EXERCISE AIM ::
Show every line of the data that includes the word "white".

=== SUPPLIED DATA ===

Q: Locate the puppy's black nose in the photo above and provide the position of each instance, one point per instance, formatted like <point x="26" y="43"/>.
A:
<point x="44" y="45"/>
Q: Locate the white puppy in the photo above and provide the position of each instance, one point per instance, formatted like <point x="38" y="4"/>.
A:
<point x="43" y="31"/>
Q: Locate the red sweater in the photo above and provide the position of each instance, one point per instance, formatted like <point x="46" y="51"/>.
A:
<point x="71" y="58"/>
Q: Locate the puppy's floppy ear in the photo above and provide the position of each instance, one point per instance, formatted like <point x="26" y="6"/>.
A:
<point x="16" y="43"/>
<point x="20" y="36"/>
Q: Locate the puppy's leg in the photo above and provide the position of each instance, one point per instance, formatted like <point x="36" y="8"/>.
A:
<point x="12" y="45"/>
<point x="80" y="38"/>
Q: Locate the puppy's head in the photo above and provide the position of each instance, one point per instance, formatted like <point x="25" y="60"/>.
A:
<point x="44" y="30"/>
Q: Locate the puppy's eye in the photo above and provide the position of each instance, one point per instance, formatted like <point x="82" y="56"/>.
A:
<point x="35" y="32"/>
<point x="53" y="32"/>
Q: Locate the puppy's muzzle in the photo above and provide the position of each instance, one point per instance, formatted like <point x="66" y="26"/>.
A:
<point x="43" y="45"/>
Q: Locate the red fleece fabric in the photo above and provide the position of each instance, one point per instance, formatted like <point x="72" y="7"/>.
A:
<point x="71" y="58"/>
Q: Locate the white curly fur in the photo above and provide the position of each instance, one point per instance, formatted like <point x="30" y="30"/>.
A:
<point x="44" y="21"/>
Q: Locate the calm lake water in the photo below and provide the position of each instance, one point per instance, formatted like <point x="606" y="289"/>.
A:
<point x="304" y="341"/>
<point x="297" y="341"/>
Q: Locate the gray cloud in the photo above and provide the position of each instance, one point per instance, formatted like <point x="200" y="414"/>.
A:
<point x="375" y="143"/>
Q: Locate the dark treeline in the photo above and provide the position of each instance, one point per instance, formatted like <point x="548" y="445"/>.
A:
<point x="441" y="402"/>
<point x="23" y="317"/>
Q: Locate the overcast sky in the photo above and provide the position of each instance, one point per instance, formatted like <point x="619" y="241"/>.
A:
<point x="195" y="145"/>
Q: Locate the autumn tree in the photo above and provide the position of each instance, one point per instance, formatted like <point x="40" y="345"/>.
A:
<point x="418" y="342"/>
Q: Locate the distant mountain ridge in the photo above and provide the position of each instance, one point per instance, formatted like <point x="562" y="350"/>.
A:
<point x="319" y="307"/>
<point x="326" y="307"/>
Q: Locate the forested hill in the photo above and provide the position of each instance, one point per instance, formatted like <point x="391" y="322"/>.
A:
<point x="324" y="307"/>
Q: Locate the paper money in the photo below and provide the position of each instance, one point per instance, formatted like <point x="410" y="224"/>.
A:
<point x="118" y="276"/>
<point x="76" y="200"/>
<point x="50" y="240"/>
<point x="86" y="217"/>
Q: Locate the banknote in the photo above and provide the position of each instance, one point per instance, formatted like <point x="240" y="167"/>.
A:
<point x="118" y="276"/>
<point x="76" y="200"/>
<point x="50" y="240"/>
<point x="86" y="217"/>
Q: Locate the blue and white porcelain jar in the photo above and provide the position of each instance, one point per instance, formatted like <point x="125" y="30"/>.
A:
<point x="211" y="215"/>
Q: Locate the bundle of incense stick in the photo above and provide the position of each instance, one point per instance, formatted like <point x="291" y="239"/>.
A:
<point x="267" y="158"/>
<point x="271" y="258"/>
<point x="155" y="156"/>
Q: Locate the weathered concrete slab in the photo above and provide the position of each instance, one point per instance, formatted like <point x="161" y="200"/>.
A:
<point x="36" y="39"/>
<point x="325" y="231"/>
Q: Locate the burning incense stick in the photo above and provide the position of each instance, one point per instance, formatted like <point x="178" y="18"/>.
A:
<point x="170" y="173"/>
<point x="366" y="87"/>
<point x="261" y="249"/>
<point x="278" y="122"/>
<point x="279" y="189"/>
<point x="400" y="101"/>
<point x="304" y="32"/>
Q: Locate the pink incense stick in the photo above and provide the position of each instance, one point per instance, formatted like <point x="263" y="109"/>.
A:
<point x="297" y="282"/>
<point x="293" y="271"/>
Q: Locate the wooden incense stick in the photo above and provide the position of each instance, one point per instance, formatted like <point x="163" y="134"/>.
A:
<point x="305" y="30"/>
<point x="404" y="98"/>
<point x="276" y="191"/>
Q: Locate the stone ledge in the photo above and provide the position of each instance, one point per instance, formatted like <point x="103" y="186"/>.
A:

===

SOLUTION TO THIS EXERCISE ::
Q: Locate the white puppy in the photo above and provide the position of each instance, one point per instance, formatted like <point x="38" y="4"/>.
Q: Locate the white curly fur in the photo above and provide the position of each instance, one point per instance, formatted like <point x="30" y="30"/>.
Q: Locate the blue and white porcelain jar in the photo above and provide the position of each instance, one point per instance, formatted like <point x="125" y="30"/>.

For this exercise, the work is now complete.